Задание 1: Повторите дословно из фрагмента о стихах Сатуновского всё, начиная с «Сам прием передачи» и до «для своего воплощения.» включительно.
Задание 2: Ответьте, пожалуйста, по фрагменту о стихах Сатуновского: кто автор песни «Принимай нас, Суоми-красавица»?
Задание 3: Допишите продолжение фрагмента о стихах Сатуновского, начав сразу после его последнего предложения.

**** Фрагмент страницы

Два других персонажа дают примеры невербальной реакции на слова первого из героев, семантически максимально неопределенной. Реакция одного из них – замена слов смехом, который можно интерпретировать и как насмешку над сказанным, и как аффективную форму, близкую к истерической (на что намекает, кажется, неуместный в данном контексте эпитет «страстно»). Видимо, не отреагировать на услышанное персонаж не в состоянии, но для стороннего уха его реакция вряд ли будет понятной (при том что всегда остается угроза за само участие в подобных разговорах подпасть под ст. 58:12 «Недонесение о достоверно известном, готовящемся или совершённом контрреволюционном преступлении…»). Реакция третьего персонажа – в силу своего исключительно перформативного характера еще более семантически неопределенна и к тому же не видна тому, кто только подслушивает беседу, не видя самих собеседников: «помотать головой» обычно означает несогласие, отказ, удивление или замешательство – но может оказаться реакцией не столько на сказанное, сколько на смелость и прямолинейность говорящего, а также и на смысл разворачивающегося исторического катаклизма.

Сам прием передачи психического состояния героя через его невербальные проявления – в частности, моторику (жесты, поступки, походку, осанку и т.п.) – активно разрабатывался, к примеру, в поэзии Анны Ахматовой, но если у Ахматовой это – средство психологической выразительности, то для Сатуновского – еще и отражение реалий эпохи, когда прямая вербализация мыслей и чувств была криминализирована и потому вынуждала искать косвенных, прежде всего невербальных средств для своего воплощения.

Наконец, четвертый из собеседников переводит тональность разговора в шуточный режим, сводя сказанное к каламбуру (для чего использует омонимичность слова «раздел» – и в смысле ‘разделение’, ‘расчленение’, и в смысле ‘раздевание’). Однако осмотрительное сведение сказанного к шутке не вовсе драпирует иносказательный смысл произнесенных слов, так как каламбур строится вокруг образа «поятия» красотки, которая была раздета и унесена в постель. Очевидно, что мысль говорящего крутится вокруг расчленяемой Польши, ставшей жертвой нападения, и здесь важны и феминное название этой страны в русском языке (в отличие, например, от среднего рода в немецком – das Polen), и известная традиция метафорического уподобления воинской победы сексуальному акту, насильственному или втайне желанному. Скажем, можно вспомнить эпизод романа Л.Н. Толстого «Война и мир», когда Наполеон с Поклонной горы смотрит на обреченную сдаться/отдаться ему Москву: «“Город, занятый неприятелем, подобен девушке, потерявшей невинность”, – думал он (как он и говорил это Тучкову в Смоленске).  И с этой точки зрения он смотрел на лежавшую перед ним, невиданную еще им восточную красавицу» (т.3., ч.3., гл. XIX). К схожей метафорике прибегали и советские поэты-песенники, когда воспевали присоединение к СССР новых территорий: так по-фрейдистски иносказательно в песне Анатолия д’Актиля «Принимай нас, Суоми-красавица» (1939) бойцы обращаются к феминной Финляндии со словами: «Раскрывайте ж теперь нам доверчиво / Половинки широких ворот!» В «Песне о западных братьях» (1939) Льва Ошанина же бойцов-освободителей встречают только «старики» – и «девушки те, что дружили с мечтой» – которые «поили бойцов украинской водой, / Несли им навстречу цветы» (см. эротические коннотации этих бытовых ритуалов), украинским парням же отведена роль «бандуристов», которые «ведут… по селам рассказ» о желанном «освобождении».

********
**** Записи набора данных

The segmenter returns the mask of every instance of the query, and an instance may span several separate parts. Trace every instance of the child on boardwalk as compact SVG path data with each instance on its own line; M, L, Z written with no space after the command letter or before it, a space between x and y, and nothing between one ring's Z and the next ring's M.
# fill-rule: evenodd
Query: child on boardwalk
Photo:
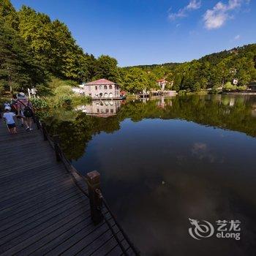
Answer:
M17 133L16 129L16 124L15 121L14 121L14 117L16 116L14 113L10 112L11 111L11 107L5 107L4 108L4 120L5 121L8 130L10 134L15 134Z

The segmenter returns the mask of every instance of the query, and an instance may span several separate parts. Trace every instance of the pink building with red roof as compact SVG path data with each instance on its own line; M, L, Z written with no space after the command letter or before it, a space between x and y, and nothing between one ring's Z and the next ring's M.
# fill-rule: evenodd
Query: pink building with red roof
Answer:
M92 99L121 99L120 86L107 79L99 79L87 83L83 87L86 96Z

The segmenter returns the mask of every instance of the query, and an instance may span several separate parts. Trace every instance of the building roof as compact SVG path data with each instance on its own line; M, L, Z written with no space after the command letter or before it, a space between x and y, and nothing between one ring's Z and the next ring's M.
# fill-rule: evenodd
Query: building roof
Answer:
M86 86L97 86L97 85L104 85L104 84L116 84L116 83L103 78L103 79L97 80L95 81L86 83Z

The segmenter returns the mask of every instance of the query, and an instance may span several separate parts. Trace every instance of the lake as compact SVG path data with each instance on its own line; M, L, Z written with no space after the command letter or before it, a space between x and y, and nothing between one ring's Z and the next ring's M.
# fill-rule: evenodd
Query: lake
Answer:
M103 195L143 255L255 255L256 97L77 110L51 118L51 131L79 171L100 173Z

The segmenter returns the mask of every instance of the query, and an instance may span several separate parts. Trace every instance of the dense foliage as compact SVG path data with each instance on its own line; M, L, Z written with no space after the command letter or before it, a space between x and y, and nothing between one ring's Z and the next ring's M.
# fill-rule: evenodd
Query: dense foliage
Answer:
M99 78L133 93L157 89L160 78L169 82L167 89L176 91L216 89L233 79L242 88L256 80L255 67L253 44L182 64L120 68L113 58L85 53L62 22L26 6L16 11L10 0L0 0L0 92L37 86L48 94L67 83Z

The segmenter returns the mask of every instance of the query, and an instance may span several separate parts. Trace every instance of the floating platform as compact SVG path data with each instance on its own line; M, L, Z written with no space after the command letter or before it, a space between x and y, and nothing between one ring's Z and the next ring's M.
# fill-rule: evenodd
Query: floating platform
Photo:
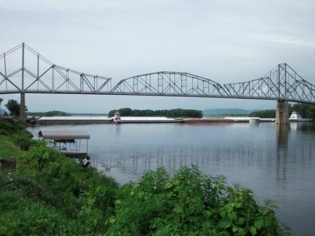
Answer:
M122 116L117 123L255 123L274 122L274 118L260 118L259 117L224 117L173 119L160 117ZM55 116L42 117L38 119L41 125L51 124L110 124L113 117L106 116Z
M43 117L38 120L41 125L110 124L112 119L106 116Z
M225 118L186 118L180 120L182 123L255 123L274 122L275 119L260 118L259 117L225 117Z
M120 117L122 123L176 123L178 121L175 119L166 117L125 116Z

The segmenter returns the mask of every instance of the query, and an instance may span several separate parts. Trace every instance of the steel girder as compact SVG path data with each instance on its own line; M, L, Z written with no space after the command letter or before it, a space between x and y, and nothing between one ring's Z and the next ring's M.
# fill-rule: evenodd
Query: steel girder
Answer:
M170 72L146 74L121 80L111 93L217 97L227 95L222 86L212 80L189 73Z
M24 43L0 55L0 93L100 94L109 92L110 81L53 64Z
M223 86L190 73L160 72L122 80L111 89L111 78L55 65L24 43L0 55L0 94L18 93L225 97L315 104L315 86L285 63L259 79Z
M315 103L315 86L286 63L279 64L260 79L224 86L233 98Z

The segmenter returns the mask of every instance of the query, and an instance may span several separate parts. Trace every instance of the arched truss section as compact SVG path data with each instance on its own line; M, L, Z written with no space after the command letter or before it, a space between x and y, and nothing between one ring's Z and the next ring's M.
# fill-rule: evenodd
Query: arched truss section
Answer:
M110 81L53 64L24 43L0 55L2 93L108 93Z
M111 93L129 95L222 97L227 93L212 80L183 72L160 72L121 80Z
M232 98L315 103L315 86L285 63L279 64L260 79L224 84L224 87Z

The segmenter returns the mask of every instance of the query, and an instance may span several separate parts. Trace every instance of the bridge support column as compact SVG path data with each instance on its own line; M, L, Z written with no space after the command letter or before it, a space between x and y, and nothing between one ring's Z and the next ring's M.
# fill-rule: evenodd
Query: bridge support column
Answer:
M287 100L277 101L276 124L289 124L289 103Z
M20 120L23 123L25 122L25 94L21 93L21 102L20 103Z

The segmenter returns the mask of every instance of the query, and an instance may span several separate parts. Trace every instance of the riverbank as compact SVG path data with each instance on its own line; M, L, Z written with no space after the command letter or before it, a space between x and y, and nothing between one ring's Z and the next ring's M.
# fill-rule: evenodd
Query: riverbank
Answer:
M1 235L141 236L166 229L167 234L183 235L285 231L273 201L259 206L250 190L229 186L223 176L207 176L195 166L183 166L172 176L159 168L119 187L43 142L34 144L17 161L15 171L0 172Z

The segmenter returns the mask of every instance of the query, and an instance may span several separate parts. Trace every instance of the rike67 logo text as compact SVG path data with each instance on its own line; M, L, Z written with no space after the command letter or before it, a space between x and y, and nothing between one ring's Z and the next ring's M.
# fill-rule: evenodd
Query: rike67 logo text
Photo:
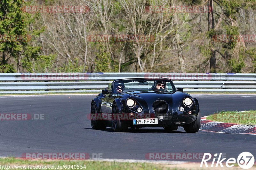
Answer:
M222 153L220 153L220 154L214 154L214 158L213 158L212 162L211 160L210 160L212 157L212 154L209 153L204 153L200 165L200 167L202 167L204 163L205 167L208 167L207 161L210 160L209 162L212 162L210 167L213 167L216 159L217 160L215 165L215 167L218 167L219 165L221 167L223 167L222 163L224 164L224 162L225 162L225 165L226 166L230 168L233 166L234 164L236 163L241 168L247 169L252 167L254 164L254 157L249 152L244 152L241 153L237 157L236 160L234 158L231 158L227 160L226 160L227 158L225 158L221 160L220 159L223 158L221 158L222 155Z

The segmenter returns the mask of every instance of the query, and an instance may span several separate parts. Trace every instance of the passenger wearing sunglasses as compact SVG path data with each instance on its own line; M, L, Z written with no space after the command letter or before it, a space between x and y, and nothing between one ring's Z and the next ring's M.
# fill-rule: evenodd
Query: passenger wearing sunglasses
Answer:
M160 89L164 89L166 86L166 82L162 81L156 81L154 82L156 90L158 90Z
M118 83L115 85L116 91L118 93L121 93L124 90L124 83Z

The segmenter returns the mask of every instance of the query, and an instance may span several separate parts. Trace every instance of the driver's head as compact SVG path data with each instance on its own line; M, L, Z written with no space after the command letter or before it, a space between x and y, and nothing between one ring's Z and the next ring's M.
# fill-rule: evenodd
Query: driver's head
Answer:
M117 83L115 85L115 89L118 93L120 93L124 90L124 85L122 83Z
M156 81L155 82L156 89L158 90L160 89L165 89L166 85L166 82L162 81Z

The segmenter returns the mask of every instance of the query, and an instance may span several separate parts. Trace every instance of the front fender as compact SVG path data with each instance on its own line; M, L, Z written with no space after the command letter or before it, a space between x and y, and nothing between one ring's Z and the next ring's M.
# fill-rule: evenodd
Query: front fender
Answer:
M197 116L199 112L199 102L198 102L198 100L196 98L194 98L194 100L196 102L196 116Z
M122 103L121 103L120 100L119 99L116 99L113 101L113 105L114 103L116 103L116 107L117 108L117 111L119 113L122 113Z
M96 106L96 109L97 109L97 113L100 113L100 102L98 98L95 98L92 100L92 102L91 103L91 106L92 102L94 102L95 104L95 106Z

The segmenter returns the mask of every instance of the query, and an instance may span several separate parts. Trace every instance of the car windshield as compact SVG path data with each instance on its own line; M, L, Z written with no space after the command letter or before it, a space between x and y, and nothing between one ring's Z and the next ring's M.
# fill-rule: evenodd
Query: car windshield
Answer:
M138 91L157 91L172 93L174 86L172 82L169 81L166 79L116 80L114 83L114 93Z

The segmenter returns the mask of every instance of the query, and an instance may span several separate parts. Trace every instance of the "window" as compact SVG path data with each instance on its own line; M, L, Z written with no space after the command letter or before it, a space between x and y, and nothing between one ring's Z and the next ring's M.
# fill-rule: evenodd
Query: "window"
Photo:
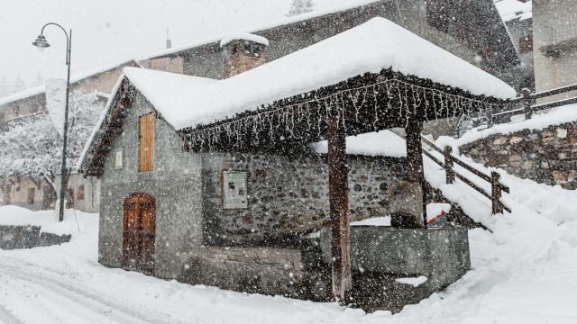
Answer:
M38 104L32 104L32 105L30 107L30 113L36 113L38 112L39 109L38 109Z
M84 200L84 184L78 185L78 191L76 194L76 199Z
M519 52L521 54L533 51L533 35L521 37L519 39Z
M139 120L140 172L152 171L154 166L154 113L141 116Z
M68 199L66 200L66 208L74 208L74 189L69 188Z
M121 170L123 168L123 156L124 150L122 148L114 154L114 170Z
M34 204L34 195L36 194L35 188L28 188L28 203Z

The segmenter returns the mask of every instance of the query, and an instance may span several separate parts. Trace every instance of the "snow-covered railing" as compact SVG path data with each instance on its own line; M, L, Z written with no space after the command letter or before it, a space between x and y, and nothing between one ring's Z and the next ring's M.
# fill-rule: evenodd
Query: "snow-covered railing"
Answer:
M525 114L525 119L529 120L533 117L533 113L536 112L547 110L554 107L560 107L567 104L577 104L577 96L557 100L554 102L536 104L537 99L543 99L557 95L561 94L566 94L572 91L577 91L577 84L561 86L558 88L542 91L538 93L531 94L529 89L523 89L522 95L510 100L509 104L502 105L499 109L494 111L490 108L484 112L483 114L477 116L463 116L458 122L456 127L455 137L460 137L463 130L463 124L465 122L472 122L473 127L487 125L487 128L490 128L495 124L509 122L511 117L517 114Z
M484 195L485 197L489 198L492 202L492 212L493 212L493 214L502 213L503 211L507 211L508 212L511 212L511 209L508 206L505 205L505 203L503 203L503 202L501 201L502 193L505 192L507 194L509 194L509 188L507 185L505 185L505 184L501 184L499 182L500 176L497 172L495 172L495 171L491 172L490 176L485 175L484 173L477 170L476 168L469 166L468 164L466 164L465 162L462 161L458 158L454 157L452 154L453 148L450 146L446 146L446 147L444 147L444 149L441 149L436 145L435 145L435 143L433 143L432 141L430 141L426 138L421 136L421 140L426 146L428 146L431 148L435 149L435 151L443 154L443 156L444 158L444 162L442 162L439 158L437 158L433 154L431 154L431 152L428 152L426 150L423 150L423 154L425 154L425 156L429 158L431 160L433 160L433 162L435 162L437 165L441 166L441 167L443 167L444 169L445 175L446 175L446 183L447 184L453 184L454 183L454 179L457 178L457 179L463 181L465 184L467 184L470 187L473 188L479 194L481 194ZM481 179L489 182L490 184L490 187L491 187L490 194L487 193L483 188L481 188L479 185L475 184L472 181L471 181L470 179L466 178L464 176L455 172L454 164L459 165L461 167L463 167L466 171L469 171L472 174L477 176Z

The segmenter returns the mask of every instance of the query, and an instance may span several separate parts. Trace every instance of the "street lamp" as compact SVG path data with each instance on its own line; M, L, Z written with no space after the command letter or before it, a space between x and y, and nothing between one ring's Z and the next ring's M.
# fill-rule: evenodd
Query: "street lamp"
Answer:
M64 35L66 35L66 65L68 66L68 76L66 78L66 105L64 107L64 130L62 131L62 166L60 169L60 214L59 214L59 221L62 221L64 220L64 198L66 197L66 187L68 186L68 170L66 167L66 156L67 156L67 146L69 140L69 96L70 94L70 52L72 46L72 30L69 32L66 32L66 30L58 23L55 22L48 22L42 29L41 30L40 35L36 39L36 40L32 41L32 45L38 48L39 50L44 50L50 46L49 42L46 40L46 37L44 37L44 28L47 26L53 25L60 27L62 32L64 32Z

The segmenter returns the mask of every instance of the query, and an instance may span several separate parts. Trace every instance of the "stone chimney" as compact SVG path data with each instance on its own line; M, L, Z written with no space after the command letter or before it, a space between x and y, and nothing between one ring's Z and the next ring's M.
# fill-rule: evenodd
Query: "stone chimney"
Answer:
M172 41L170 41L170 37L169 36L169 29L166 29L166 49L172 49Z
M246 72L266 63L264 49L267 39L249 33L241 33L224 38L220 46L224 58L224 78Z

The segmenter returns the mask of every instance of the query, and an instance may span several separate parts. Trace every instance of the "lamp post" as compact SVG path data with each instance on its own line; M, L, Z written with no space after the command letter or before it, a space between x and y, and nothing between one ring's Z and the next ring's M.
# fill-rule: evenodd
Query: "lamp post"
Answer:
M57 26L60 27L62 32L64 32L64 35L66 35L66 65L68 67L68 75L66 77L66 105L64 107L64 130L62 131L62 166L60 168L60 214L59 214L59 221L62 221L64 220L64 200L66 197L66 188L68 184L68 170L66 167L66 156L67 156L67 147L68 147L68 140L69 140L69 96L70 94L70 52L72 46L72 30L69 32L66 32L66 30L58 23L55 22L48 22L42 29L41 30L40 35L36 39L36 40L32 41L32 45L38 48L38 50L44 50L49 48L50 44L46 40L46 37L44 37L44 28L47 26Z

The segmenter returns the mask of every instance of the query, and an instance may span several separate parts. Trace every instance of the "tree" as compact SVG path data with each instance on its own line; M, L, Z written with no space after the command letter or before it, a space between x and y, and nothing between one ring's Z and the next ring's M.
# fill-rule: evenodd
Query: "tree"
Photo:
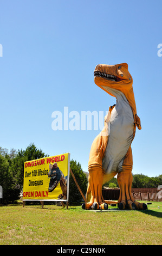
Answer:
M80 163L79 162L77 163L76 161L72 160L70 161L70 166L78 185L83 194L85 194L87 192L88 180L86 175L82 170ZM70 204L72 204L74 203L80 202L82 199L82 196L75 184L73 178L70 174L69 203Z
M8 155L4 156L0 154L0 185L3 188L3 203L14 202L18 199L19 190L16 188L12 182L12 175L10 172L10 161Z
M24 162L49 156L31 143L25 150L18 150L16 156L12 160L10 168L12 181L16 188L23 191Z

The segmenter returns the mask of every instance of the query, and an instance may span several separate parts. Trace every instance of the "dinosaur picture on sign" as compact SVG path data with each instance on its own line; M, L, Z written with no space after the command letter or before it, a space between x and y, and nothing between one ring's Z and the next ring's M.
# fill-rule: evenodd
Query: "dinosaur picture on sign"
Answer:
M136 127L141 129L137 114L133 79L128 64L99 64L95 69L94 82L100 88L115 97L116 103L109 108L105 126L94 140L88 162L87 202L83 209L107 209L108 202L102 194L102 185L117 174L120 187L119 209L146 209L147 205L134 200L131 193L133 176L131 143Z

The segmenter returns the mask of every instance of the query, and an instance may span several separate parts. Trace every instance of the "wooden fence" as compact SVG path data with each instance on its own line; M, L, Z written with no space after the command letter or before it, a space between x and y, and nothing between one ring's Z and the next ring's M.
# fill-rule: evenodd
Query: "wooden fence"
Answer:
M107 200L118 200L120 188L102 190L103 198ZM153 188L132 188L132 195L135 200L153 202L162 202L162 190Z

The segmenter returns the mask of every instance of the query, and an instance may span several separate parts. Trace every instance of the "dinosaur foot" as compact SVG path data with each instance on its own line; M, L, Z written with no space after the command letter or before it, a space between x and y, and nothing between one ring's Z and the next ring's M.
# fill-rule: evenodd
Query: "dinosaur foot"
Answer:
M108 204L106 203L102 203L99 205L98 203L94 202L92 204L88 203L84 203L82 205L82 209L83 210L107 210L108 208Z
M146 204L144 203L137 201L133 202L131 200L128 200L127 202L123 200L118 204L120 210L146 210L147 209Z

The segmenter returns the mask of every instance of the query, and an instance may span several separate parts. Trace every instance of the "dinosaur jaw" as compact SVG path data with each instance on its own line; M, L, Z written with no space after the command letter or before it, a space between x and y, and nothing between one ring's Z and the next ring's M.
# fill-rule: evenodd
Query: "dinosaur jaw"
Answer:
M111 75L106 73L103 73L99 71L94 71L94 76L95 77L101 77L102 78L106 79L106 80L109 80L113 82L120 82L123 79L121 79L118 76L114 76L113 75Z
M50 169L48 173L48 177L50 178L48 191L51 192L56 188L60 181L61 172L60 169L58 168L56 169Z
M51 177L48 187L49 192L51 192L53 191L58 185L59 182L60 180L57 180L55 176Z
M111 96L115 97L114 89L126 94L132 89L133 80L127 63L97 65L94 75L95 83Z

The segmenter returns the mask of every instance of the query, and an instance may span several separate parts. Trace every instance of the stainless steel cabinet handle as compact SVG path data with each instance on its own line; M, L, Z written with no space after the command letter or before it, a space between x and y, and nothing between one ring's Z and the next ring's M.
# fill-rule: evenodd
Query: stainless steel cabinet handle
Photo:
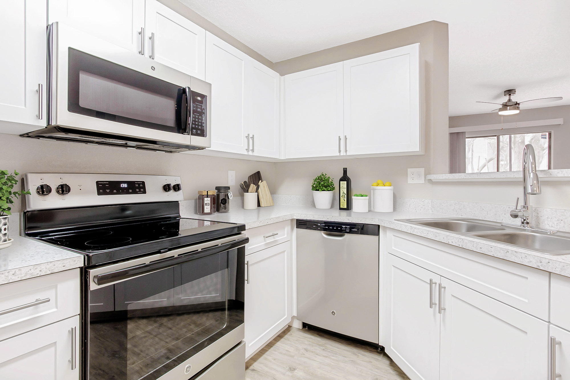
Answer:
M556 337L550 337L550 371L548 380L556 380L557 377L561 377L562 375L556 373L556 345L561 344L560 341L557 341Z
M77 355L75 354L77 350L77 328L74 326L70 331L71 332L71 370L73 371L77 368Z
M3 316L5 314L8 314L9 313L13 313L14 312L17 312L20 310L23 310L24 309L27 309L28 308L31 308L32 306L37 306L38 305L41 305L42 304L45 304L51 301L51 298L48 297L47 298L44 298L41 300L40 298L36 299L32 302L30 302L29 304L25 304L24 305L21 305L19 306L16 306L15 308L11 308L10 309L6 309L6 310L3 310L0 311L0 316Z
M149 39L150 40L150 55L149 55L151 59L154 59L154 33L150 33Z
M144 55L144 28L141 27L141 31L139 32L139 34L141 35L141 50L139 51L139 54L141 55Z
M429 308L433 309L434 305L437 305L437 302L433 302L433 286L437 282L433 281L433 278L429 279Z
M442 291L444 289L445 289L445 286L442 286L441 282L439 282L439 314L441 314L442 311L445 310L445 308L444 308L443 306L442 306L443 304L443 300L441 298L442 293Z
M247 274L247 278L246 278L246 283L249 284L249 260L246 261L246 273Z
M273 233L270 233L268 235L263 235L263 238L267 238L268 237L271 237L271 236L276 236L279 235L279 232L274 232Z
M43 84L42 83L38 83L38 89L36 90L36 92L38 93L38 98L39 100L38 105L38 119L42 120L43 119Z

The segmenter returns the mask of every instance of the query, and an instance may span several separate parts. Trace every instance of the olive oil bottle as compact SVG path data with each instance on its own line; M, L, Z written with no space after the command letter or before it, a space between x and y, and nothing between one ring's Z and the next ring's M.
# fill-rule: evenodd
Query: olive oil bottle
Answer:
M350 210L352 208L352 196L351 195L351 179L347 175L347 168L343 168L343 176L339 180L339 209Z

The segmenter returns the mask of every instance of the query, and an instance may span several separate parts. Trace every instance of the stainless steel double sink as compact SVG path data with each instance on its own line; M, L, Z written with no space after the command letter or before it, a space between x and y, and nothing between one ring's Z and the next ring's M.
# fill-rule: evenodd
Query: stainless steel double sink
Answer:
M524 231L498 222L466 218L397 219L398 221L479 237L548 254L570 254L570 233Z

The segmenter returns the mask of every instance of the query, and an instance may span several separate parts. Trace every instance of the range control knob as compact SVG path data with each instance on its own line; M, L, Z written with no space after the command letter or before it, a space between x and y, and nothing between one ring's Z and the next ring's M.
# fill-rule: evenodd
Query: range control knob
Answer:
M45 196L48 195L51 192L51 187L47 183L43 183L36 189L36 192L38 195Z
M71 191L71 188L67 184L62 183L60 185L58 185L58 187L55 188L55 191L60 195L65 195L70 193L70 192Z

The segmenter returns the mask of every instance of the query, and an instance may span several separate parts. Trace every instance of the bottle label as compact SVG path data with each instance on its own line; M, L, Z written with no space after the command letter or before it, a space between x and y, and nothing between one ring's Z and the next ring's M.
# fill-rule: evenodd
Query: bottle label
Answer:
M340 183L340 208L347 208L347 183L344 181Z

********

Ответ 1:
Сам прием передачи психического состояния героя через его невербальные проявления – в частности, моторику (жесты, поступки, походку, осанку и т.п.) – активно разрабатывался, к примеру, в поэзии Анны Ахматовой, но если у Ахматовой это – средство психологической выразительности, то для Сатуновского – еще и отражение реалий эпохи, когда прямая вербализация мыслей и чувств была криминализирована и потому вынуждала искать косвенных, прежде всего невербальных средств для своего воплощения.

Ответ 2: Анатолий д’Актиль.

Ответ 3:
Экспрессивность сказанного четвертым из участников передается парцелляцией – расчленением фразы на три относительно самостоятельных фрагмента, делающих более выпуклым семантику (в том числе и скрытую) произносимых слов: «Раздел. Красотку. И в постель унёс». Впрочем, эта парцелляция коррелирует и с имитацией заикающейся речи «за,за,заикаясь, преподнёс» – что можно, конечно, интерпретировать как имитацию говорящим (поэтическим субъектом) речи одного из персонажей, но скорее раскрывает, за кем из четверых собственно скрыто авторское сознание. Неслучайно сказанное им вынесено в стихотворении в отдельную квазистрофу из трех строк – и тем самым противопоставлено выраженному первыми тремя участниками беседы. И само заикание героя – скорее следствие большого волнения, чем речевого расстройства (мы не нашли у мемуаристов свидетельств о возможном заикании Яна Сатуновского).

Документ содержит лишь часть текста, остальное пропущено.